__Document text__:
Subject: Re: Doh!
From: Erik Naggum <>
Date: 1998/12/27
Newsgroups: comp.lang.lisp
Message-ID: <>

* David Steuber <>
| So, do you drive a Volvo, and what do you do when someone cuts you off?
| :-)  Off course, this question is predicated on you driving a car rather
| than using public transit which seems to be more advanced in Europe than
| in the US.  I would also be very surprised if the majority of Norwegians
| drove Volvos when it is so obvious that SAABs are better <eg>.

  no, I don't drive a car in Norway.  I don't think anybody should.  (pet
  peeve alert!)  they should instead go on strike (as I have done) against
  the oppressive taxes levied on car owners and users.  if you want a nice
  new car, 85% of the retail price is taxes paid to the government.  (which
  is OK, really, compared to the 92% taxes paid on 60% Koskenkorva (vodka),
  which retails at NOK 294 for 500 ml, or USD 39.50 for 17 fl oz.)  when I
  had already decided against wasting USD 2,500 - USD 3,000 on a driver's
  license when it could be spent on computers, discovering what a racket
  the Government was running on car owners and users, no way I would help
  finance them.  Norway, being a pretty solid oil-producing country, also
  has _really_ expensive gasoline, most of it due to heavy taxation.  we'll
  top NOK 8.00 per liter come next year because the blessed religious-block
  government raised taxes even more.  that's more than USD 4.75 a gallon.
  oh, and the sales tax is 23%.  yeah, Norwegians put up with it.  I guess
  we're a _really_ stupid, gullible people.

Rows excerpted from a collection
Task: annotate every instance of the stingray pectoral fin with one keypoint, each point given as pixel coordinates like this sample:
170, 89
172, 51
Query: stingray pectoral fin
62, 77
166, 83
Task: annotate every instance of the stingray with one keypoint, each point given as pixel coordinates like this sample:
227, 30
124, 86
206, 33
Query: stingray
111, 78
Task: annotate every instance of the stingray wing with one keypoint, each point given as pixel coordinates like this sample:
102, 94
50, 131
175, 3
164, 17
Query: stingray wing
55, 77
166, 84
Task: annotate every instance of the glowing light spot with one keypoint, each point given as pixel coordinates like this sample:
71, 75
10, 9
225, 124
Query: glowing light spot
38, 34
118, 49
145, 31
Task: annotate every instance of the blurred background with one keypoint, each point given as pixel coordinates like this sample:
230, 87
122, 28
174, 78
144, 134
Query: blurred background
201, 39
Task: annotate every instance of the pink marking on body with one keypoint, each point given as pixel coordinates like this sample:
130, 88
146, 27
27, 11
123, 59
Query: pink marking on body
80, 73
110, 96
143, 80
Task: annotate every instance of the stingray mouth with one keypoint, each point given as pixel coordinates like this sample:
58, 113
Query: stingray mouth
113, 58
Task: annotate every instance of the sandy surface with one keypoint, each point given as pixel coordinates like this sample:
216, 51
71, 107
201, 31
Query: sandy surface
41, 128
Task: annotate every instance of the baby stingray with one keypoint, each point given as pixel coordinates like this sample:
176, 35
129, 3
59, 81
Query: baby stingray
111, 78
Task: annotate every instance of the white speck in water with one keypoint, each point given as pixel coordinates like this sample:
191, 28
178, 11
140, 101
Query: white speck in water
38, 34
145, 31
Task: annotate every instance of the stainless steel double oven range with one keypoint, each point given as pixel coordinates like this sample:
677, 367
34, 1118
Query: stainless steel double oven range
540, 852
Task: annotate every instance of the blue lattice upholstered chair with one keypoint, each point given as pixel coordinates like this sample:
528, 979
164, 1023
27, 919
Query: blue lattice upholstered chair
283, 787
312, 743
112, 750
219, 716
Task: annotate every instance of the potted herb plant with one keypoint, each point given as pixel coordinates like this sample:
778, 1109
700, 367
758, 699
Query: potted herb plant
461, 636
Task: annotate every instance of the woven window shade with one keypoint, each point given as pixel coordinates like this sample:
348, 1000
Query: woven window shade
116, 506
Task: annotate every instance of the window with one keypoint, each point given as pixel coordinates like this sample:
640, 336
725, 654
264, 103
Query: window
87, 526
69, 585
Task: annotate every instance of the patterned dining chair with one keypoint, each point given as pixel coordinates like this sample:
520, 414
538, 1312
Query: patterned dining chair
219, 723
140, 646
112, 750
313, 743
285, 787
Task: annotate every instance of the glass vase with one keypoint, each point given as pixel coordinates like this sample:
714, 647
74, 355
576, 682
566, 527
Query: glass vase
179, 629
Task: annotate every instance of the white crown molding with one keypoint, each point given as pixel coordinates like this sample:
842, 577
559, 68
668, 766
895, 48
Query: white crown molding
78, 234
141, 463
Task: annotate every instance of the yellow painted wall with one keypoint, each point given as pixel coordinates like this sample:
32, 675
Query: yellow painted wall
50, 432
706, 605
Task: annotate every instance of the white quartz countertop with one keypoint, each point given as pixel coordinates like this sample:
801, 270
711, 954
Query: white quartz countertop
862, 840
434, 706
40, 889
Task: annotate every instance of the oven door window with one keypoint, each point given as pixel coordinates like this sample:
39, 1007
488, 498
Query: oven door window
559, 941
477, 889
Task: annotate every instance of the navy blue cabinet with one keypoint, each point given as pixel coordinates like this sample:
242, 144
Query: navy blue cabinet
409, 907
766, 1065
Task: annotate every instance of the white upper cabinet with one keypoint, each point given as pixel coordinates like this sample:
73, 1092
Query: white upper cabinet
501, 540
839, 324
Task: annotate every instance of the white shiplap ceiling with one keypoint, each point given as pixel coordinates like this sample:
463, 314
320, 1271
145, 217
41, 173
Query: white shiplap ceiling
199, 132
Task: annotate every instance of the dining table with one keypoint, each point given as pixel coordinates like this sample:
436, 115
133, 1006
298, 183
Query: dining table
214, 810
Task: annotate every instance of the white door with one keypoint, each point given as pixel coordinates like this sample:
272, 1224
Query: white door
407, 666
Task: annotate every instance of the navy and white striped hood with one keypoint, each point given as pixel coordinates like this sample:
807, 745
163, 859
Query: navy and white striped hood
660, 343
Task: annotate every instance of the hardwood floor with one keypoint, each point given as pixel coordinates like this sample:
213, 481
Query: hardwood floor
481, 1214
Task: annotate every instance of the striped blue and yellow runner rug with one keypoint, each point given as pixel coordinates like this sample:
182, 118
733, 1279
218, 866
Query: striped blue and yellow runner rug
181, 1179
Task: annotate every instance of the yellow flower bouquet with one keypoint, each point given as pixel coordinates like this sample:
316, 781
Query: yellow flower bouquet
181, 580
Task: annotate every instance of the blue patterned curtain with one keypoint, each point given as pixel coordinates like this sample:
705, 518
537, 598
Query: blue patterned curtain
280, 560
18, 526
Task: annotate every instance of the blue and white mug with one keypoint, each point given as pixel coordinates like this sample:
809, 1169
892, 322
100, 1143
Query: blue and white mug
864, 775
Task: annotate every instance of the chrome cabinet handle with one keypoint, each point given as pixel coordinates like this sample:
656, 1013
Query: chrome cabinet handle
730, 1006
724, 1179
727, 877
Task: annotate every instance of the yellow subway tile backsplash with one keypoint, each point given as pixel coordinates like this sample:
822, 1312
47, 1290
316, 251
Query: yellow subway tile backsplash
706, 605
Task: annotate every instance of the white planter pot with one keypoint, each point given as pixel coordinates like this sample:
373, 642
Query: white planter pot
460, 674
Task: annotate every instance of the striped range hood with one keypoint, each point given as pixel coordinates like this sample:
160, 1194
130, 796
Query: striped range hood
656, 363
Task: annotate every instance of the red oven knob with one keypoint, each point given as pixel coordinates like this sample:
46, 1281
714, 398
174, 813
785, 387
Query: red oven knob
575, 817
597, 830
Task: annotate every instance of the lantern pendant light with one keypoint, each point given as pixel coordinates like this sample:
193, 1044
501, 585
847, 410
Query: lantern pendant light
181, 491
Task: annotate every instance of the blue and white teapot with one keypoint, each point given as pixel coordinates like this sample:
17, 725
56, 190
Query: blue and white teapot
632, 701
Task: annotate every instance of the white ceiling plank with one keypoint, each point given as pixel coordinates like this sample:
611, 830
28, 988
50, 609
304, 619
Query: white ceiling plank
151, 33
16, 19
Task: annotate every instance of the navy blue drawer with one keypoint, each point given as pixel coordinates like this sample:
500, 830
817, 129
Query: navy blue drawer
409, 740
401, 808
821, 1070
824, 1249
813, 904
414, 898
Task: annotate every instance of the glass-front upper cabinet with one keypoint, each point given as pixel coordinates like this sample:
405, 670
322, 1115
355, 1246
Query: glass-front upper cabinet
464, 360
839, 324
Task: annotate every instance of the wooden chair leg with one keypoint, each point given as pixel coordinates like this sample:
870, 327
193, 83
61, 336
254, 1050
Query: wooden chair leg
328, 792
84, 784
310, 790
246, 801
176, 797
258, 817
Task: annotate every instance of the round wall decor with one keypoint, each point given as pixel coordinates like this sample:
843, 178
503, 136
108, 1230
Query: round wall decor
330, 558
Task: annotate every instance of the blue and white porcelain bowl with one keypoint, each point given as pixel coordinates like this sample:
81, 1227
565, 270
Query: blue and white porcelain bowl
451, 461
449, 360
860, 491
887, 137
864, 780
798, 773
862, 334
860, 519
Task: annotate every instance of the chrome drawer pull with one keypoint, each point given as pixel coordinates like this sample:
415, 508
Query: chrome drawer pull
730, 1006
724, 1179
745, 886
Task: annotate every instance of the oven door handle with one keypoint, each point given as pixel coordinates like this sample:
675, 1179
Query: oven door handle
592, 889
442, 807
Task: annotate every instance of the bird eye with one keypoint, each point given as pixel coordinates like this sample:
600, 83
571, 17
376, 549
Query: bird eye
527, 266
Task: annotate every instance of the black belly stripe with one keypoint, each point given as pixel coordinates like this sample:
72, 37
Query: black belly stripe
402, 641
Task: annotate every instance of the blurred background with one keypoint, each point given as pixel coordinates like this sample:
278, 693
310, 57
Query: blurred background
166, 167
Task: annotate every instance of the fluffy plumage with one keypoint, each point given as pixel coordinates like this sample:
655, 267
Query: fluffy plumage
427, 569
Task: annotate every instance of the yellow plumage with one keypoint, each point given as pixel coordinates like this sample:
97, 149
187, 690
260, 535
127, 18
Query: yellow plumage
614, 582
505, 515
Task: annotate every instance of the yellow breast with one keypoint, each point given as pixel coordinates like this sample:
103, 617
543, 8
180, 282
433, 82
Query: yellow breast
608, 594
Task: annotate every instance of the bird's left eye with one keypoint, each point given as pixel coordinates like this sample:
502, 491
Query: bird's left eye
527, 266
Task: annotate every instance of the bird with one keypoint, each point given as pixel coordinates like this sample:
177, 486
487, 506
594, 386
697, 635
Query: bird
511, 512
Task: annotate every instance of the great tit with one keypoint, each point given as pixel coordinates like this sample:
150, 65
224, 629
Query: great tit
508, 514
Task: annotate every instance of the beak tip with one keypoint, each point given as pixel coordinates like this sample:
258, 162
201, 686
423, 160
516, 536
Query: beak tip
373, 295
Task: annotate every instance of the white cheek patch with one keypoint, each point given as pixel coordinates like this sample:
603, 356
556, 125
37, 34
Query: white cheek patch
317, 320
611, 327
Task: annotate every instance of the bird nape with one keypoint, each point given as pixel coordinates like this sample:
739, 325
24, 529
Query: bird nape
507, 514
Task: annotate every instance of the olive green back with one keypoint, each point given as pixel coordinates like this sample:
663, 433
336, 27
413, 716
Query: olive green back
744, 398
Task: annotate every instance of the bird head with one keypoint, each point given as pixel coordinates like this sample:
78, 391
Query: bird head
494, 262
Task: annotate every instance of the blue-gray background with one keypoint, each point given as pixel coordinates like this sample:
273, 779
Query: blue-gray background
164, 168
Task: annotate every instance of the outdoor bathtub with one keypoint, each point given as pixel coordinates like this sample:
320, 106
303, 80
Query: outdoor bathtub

__Goal 1__: According to the post about Norwegian car taxes, what percentage of a new car's retail price is taxes paid to the government?
__Goal 2__: In the rows, give the stretch from the line containing "Task: annotate every instance of the bird nape" through the end of the rows again, replacing "bird head" with "bird crown" and leaving everything else unchanged.
The rows bear no relation to the post about Norwegian car taxes.

__Right answer 1__: 85%

__Right answer 2__:
Task: annotate every instance of the bird nape with one keypoint, each point given as pixel coordinates like this sample:
739, 325
24, 529
Query: bird nape
507, 514
Task: annotate every instance of the olive green back with one keypoint, each point given as pixel coordinates like this sample:
663, 433
336, 27
413, 716
Query: olive green back
744, 398
Task: annotate every instance of the bird crown with one keypoint, each point given as pixel coordinates like this sample:
78, 391
Query: bird crown
494, 262
Task: annotate every instance of the blue-gray background with one keypoint, each point given as pixel coordinates like this sample:
273, 779
Query: blue-gray background
164, 168
Task: annotate every instance of the outdoor bathtub with one keypoint, each point given as pixel coordinates like this sample:
320, 106
303, 80
Query: outdoor bathtub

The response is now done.